*Dataset:*
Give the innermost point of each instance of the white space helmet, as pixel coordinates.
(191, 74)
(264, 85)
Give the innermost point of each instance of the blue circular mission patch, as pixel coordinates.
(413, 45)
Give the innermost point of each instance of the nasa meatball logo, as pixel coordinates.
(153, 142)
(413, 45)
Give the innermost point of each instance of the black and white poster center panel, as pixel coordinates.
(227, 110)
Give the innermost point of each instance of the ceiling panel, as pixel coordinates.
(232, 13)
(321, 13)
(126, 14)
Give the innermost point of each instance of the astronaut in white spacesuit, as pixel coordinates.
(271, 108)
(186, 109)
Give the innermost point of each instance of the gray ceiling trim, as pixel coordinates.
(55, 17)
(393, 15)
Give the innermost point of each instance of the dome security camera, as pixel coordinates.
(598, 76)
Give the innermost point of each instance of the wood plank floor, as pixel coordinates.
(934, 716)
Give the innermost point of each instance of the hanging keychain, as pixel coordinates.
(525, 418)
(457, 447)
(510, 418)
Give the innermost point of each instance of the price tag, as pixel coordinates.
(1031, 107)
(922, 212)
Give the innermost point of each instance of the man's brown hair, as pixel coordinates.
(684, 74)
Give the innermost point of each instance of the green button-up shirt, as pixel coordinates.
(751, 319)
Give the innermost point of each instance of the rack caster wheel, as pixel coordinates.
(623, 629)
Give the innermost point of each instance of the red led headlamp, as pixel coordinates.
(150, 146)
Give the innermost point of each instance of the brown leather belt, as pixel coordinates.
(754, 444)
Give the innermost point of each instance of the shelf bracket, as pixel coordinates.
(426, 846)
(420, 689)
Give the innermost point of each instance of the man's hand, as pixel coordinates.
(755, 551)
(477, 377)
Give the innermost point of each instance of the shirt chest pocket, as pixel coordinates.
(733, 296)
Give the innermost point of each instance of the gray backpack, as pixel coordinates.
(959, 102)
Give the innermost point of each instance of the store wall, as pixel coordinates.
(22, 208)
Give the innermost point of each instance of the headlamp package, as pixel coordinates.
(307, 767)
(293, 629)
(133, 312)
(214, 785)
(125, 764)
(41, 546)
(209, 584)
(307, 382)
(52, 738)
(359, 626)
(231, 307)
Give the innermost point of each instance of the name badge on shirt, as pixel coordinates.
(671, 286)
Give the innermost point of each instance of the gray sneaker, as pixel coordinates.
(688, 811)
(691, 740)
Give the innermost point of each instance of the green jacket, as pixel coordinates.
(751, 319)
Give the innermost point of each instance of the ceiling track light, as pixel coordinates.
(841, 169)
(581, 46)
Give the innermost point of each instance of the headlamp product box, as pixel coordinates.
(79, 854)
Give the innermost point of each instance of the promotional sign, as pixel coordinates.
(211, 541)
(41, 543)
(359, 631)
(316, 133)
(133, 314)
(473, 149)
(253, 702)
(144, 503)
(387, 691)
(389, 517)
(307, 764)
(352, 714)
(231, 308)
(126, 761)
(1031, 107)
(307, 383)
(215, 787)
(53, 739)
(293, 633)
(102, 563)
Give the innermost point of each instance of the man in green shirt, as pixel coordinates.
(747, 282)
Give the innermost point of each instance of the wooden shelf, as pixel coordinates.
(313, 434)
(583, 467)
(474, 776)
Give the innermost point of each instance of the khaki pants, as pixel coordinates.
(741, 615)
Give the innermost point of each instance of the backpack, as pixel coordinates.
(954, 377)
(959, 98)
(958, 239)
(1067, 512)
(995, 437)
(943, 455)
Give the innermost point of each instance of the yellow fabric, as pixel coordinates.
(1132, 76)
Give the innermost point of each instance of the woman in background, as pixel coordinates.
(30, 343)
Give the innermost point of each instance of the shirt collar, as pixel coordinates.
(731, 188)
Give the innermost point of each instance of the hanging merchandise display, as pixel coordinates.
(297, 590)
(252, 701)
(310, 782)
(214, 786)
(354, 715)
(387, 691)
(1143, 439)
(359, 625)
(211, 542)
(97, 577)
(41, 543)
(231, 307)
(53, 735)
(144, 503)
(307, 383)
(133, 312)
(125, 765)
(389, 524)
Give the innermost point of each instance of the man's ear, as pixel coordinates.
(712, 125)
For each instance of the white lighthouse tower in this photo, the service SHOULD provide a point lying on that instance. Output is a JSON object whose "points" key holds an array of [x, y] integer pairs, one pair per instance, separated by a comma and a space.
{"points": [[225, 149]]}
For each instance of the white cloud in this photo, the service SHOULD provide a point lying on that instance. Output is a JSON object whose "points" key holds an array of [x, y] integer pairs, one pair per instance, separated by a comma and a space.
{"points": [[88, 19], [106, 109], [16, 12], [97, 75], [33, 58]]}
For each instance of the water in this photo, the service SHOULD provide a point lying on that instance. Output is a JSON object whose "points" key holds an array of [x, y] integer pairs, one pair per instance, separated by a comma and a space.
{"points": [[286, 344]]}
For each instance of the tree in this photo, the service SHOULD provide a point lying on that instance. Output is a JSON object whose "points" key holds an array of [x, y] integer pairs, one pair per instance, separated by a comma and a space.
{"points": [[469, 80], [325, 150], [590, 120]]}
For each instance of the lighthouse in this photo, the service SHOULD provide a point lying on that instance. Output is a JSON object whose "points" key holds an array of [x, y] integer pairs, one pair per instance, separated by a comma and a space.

*Your task:* Reproduce the material precisely, including every line.

*Task response:*
Give the innermost point of each instance of the white space helmet, as pixel coordinates.
(191, 74)
(264, 85)
Give the innermost point of each instance of the blue circular mission patch, as pixel coordinates.
(413, 45)
Give the innermost point of each instance of the nasa meatball logo, as pixel coordinates.
(153, 142)
(413, 45)
Give the innermost point of each instance of the black and white poster center panel, as pixel coordinates.
(227, 110)
Give the innermost point of each instance of the ceiling panel, as pixel coordinates.
(232, 13)
(321, 13)
(126, 14)
Give the innermost point of each instance of the astronaut in white spacesuit, as pixel coordinates.
(271, 108)
(186, 109)
Give the innermost point of each instance of the gray ceiling trim, as pixel coordinates.
(55, 17)
(393, 15)
Give the innermost point of each instance of the dome security camera, as pixel coordinates.
(598, 76)
Give the innermost point of each instance of the wood plank floor, as pixel coordinates.
(934, 716)
Give the innermost point of each instance of the hanging keychain, as pixel coordinates.
(525, 418)
(457, 447)
(510, 418)
Give the innermost point of each instance of the price tag, as pixel coordinates.
(1031, 107)
(922, 212)
Give the innermost point of each instance of the man's brown hair, as pixel coordinates.
(684, 74)
Give the innermost point of each instance of the green button-up shirt, as pixel coordinates.
(751, 319)
Give the innermost point of each instance of the rack caster wheel, as pixel coordinates.
(623, 629)
Give the innermost point of each instance of the red led headlamp, as pixel coordinates.
(150, 146)
Give the innermost point of each instance of the brown leather belt, as pixel coordinates.
(754, 444)
Give the innermost point of each instance of the shelf bracket, as pixel coordinates.
(426, 846)
(420, 689)
Give the innermost point of each instance of the man's hand, as pixel coordinates.
(755, 551)
(477, 377)
Give the innermost point of each instance of the shirt chest pocket, as pixel coordinates.
(733, 296)
Give the innermost point of each instance of the gray backpack, as pixel coordinates.
(959, 102)
Give the innermost point of each instance of the store wall, as pixel coordinates.
(22, 208)
Give the innermost point of each instance of the headlamp package, as pixel coordinates.
(307, 767)
(293, 629)
(133, 312)
(214, 785)
(125, 764)
(41, 546)
(209, 584)
(307, 382)
(52, 738)
(359, 626)
(231, 307)
Give the innermost point of each instance of the name badge on shirt, as pixel coordinates.
(671, 286)
Give the innermost point of each instance of the gray sneaker, as pixel coordinates.
(688, 811)
(691, 740)
Give the innermost point of each instance of the green jacket, as pixel coordinates.
(751, 319)
Give the innermost point of each instance of the ceiling track light, as pixel coordinates.
(841, 169)
(581, 46)
Give the innermost point of each instance of the headlamp product box, as pixel coordinates.
(79, 854)
Give the innermost point of each instance of the promotional sign, as pixel coordinates.
(211, 541)
(41, 543)
(359, 631)
(316, 133)
(133, 314)
(473, 149)
(253, 702)
(144, 503)
(387, 691)
(389, 517)
(307, 764)
(352, 714)
(231, 308)
(126, 761)
(1031, 107)
(307, 383)
(215, 787)
(53, 739)
(293, 633)
(102, 563)
Give the innermost point of each instance of the man in green shirt, as pixel coordinates.
(747, 282)
Give the innermost point of each instance of the wooden shelf, as pixel coordinates.
(313, 434)
(583, 467)
(474, 776)
Give the innermost point of each instance of the khaki pants, as pixel coordinates.
(741, 615)
Give the innermost point of each instance of the backpack, as pixel coordinates.
(954, 377)
(959, 98)
(958, 239)
(1067, 512)
(995, 437)
(943, 455)
Give the innermost point of each instance of the yellow fabric, as pixel coordinates.
(1132, 76)
Give the innermost point of each instance of the woman in background, as pixel coordinates.
(30, 343)
Give the innermost point of each instance of the shirt collar, as pixel coordinates.
(731, 188)
Give the innermost point of each instance of the hanging merchandise display, as pixel coordinates.
(297, 590)
(252, 701)
(310, 782)
(214, 786)
(354, 715)
(387, 691)
(1143, 439)
(359, 625)
(211, 542)
(97, 577)
(41, 543)
(231, 307)
(53, 735)
(144, 503)
(307, 383)
(133, 312)
(125, 765)
(389, 524)
Give the innermost point of each instance of the man's ear, as pixel coordinates.
(712, 125)
For each instance of the white lighthouse tower in this photo, the service SHOULD provide a point lying on that instance. Output is a JSON object whose "points" key holds an array of [x, y] integer pairs, one pair per instance, separated by a comma and a space.
{"points": [[225, 149]]}
For each instance of the white cloud in this photo, the service SHOULD provide a point lying on that instance. Output is a JSON object whose "points" key holds an array of [x, y] integer pairs, one pair per instance, separated by a comma and a space.
{"points": [[88, 19], [106, 109], [16, 12], [97, 75], [33, 58]]}
For each instance of the water in this photo, the service SHOULD provide a point lying on that instance. Output is a JSON object whose "points" key holds an array of [x, y] integer pairs, one pair per instance, separated by a comma and a space.
{"points": [[286, 344]]}
For each instance of the tree in this photo, the service SHOULD provide a point lying on that instance. Output is a JSON object whose "points" key holds an array of [x, y] integer pairs, one pair per instance, separated by a comma and a space.
{"points": [[469, 80], [325, 150], [590, 120]]}
For each instance of the lighthouse in this photo, the service SHOULD provide a point lying on that instance. Output is a JSON object whose "points" key holds an array of [x, y] integer pairs, one pair per instance, separated by a comma and a space.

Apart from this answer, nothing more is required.